▶ _INSTRUCTIONS FOR THE TASK_
Once you find the line that contains "Reviewer note: check that every instance of the front bumper" in the entries below, give it again along with every following line, unchanged, through the final one.

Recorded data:

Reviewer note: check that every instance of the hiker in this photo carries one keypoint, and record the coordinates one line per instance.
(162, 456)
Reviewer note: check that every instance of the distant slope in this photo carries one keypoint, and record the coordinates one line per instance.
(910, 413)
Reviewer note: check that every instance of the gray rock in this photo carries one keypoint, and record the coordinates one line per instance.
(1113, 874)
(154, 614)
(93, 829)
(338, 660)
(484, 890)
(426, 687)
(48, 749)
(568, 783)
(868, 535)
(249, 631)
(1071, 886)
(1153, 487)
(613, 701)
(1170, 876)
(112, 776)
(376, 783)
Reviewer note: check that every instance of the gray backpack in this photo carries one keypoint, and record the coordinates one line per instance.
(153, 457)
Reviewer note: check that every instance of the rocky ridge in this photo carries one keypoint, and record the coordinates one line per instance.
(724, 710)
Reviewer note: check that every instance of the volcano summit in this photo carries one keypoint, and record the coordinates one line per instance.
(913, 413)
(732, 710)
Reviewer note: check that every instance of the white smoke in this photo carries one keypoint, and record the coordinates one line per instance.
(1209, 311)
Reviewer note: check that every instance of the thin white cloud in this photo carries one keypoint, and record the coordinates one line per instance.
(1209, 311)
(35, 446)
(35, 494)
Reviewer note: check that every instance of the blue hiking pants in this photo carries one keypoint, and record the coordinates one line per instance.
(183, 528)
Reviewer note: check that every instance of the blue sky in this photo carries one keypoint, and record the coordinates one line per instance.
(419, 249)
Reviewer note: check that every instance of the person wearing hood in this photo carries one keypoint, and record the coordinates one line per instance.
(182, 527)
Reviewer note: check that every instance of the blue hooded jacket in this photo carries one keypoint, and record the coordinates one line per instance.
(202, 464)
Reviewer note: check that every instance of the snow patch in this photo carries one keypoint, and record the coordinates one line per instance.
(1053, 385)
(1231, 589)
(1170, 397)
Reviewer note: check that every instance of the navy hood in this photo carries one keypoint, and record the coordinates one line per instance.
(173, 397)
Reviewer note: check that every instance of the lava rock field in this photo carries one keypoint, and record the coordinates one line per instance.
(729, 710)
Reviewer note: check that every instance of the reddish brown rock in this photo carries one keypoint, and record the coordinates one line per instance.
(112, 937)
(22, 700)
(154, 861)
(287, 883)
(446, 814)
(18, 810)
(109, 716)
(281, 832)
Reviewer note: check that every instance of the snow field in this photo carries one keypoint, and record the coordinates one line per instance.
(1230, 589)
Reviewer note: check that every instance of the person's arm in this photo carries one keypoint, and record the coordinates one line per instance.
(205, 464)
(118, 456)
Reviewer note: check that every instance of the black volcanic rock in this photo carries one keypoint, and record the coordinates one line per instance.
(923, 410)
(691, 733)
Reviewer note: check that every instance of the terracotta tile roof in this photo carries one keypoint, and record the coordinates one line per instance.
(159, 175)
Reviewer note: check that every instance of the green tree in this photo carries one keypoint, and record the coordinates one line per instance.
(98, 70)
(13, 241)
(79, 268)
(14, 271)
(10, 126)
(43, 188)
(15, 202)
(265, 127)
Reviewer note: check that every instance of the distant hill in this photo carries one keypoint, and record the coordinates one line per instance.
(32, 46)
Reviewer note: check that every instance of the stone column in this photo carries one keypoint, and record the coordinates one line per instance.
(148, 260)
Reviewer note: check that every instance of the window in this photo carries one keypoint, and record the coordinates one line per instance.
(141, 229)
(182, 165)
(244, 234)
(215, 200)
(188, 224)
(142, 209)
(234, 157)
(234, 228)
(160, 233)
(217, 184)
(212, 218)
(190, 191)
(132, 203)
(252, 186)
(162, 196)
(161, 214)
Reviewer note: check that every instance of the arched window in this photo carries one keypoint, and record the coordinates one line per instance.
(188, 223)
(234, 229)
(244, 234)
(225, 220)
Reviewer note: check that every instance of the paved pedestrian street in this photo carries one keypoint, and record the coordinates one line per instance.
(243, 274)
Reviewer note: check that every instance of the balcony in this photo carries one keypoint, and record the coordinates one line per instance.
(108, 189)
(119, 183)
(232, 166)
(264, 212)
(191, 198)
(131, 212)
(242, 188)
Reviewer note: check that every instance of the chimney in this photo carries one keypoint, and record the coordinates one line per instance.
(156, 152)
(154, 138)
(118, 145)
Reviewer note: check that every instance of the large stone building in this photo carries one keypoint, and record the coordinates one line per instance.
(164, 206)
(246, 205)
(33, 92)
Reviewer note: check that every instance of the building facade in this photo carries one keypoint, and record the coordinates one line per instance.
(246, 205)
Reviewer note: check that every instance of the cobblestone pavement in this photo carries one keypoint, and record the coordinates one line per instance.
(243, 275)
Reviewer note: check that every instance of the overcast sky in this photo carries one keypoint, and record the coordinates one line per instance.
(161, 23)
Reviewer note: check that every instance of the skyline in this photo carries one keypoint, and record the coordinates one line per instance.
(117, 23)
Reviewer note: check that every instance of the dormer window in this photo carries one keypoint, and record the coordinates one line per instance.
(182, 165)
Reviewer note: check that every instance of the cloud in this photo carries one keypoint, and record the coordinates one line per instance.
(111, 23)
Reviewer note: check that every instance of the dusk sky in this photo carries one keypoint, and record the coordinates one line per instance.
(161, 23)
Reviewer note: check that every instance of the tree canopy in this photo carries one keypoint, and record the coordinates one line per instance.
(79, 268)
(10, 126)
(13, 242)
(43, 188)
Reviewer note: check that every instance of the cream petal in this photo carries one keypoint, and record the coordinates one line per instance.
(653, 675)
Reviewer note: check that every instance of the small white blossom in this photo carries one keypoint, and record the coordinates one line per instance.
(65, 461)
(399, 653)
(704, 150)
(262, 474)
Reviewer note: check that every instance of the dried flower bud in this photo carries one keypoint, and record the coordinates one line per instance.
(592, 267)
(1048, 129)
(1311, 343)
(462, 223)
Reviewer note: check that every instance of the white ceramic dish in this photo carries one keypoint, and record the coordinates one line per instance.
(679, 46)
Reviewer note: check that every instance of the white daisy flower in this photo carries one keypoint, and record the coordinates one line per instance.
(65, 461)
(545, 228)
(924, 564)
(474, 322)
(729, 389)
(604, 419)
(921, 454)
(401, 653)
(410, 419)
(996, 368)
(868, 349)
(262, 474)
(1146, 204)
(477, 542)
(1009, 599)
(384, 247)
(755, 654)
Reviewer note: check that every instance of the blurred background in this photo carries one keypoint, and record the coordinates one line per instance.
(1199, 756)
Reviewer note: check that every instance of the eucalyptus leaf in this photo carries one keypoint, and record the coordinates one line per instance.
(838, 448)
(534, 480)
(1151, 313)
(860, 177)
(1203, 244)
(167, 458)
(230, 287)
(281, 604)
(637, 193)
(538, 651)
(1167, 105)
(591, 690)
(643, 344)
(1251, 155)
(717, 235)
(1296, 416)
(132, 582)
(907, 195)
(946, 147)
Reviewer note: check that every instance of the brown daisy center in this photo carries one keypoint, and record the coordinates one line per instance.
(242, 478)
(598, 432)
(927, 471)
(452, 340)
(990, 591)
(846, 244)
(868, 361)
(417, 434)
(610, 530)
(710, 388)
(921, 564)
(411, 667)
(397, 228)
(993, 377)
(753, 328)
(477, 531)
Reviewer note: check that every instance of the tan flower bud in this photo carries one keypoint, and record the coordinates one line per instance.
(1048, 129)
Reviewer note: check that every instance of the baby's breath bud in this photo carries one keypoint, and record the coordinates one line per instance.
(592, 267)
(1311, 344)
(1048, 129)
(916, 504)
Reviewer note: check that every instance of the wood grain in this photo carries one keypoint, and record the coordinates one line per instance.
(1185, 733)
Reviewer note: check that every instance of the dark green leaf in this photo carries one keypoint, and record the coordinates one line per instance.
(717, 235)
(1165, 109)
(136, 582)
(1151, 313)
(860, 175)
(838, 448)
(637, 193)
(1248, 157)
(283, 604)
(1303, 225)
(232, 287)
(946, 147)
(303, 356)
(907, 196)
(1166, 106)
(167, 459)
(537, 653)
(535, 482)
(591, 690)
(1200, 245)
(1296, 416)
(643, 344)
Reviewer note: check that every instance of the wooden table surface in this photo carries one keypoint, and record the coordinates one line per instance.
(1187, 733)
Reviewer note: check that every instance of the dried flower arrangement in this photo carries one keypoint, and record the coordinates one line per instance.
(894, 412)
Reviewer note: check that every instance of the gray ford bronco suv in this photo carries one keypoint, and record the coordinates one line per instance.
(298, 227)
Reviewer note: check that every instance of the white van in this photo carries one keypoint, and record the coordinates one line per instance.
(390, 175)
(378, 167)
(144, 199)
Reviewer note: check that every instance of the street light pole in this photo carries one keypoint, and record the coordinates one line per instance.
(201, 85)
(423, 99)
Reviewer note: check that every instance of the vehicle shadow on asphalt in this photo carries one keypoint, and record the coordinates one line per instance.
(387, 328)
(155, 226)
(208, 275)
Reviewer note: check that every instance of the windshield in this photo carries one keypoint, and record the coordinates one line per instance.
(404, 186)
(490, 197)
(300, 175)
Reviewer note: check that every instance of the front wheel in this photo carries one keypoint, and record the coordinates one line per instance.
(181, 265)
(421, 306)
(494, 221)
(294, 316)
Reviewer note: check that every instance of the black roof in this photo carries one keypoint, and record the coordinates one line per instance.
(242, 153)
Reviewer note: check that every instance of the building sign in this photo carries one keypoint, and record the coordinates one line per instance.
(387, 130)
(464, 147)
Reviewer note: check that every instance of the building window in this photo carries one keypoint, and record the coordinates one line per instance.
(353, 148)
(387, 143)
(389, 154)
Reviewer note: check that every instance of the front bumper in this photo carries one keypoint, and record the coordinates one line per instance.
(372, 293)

▶ _WRITTEN SOLUTION_
Reviewer note: check that every instance of the front bumper in this photo carries one keypoint, and record the coordinates one line per instance.
(372, 293)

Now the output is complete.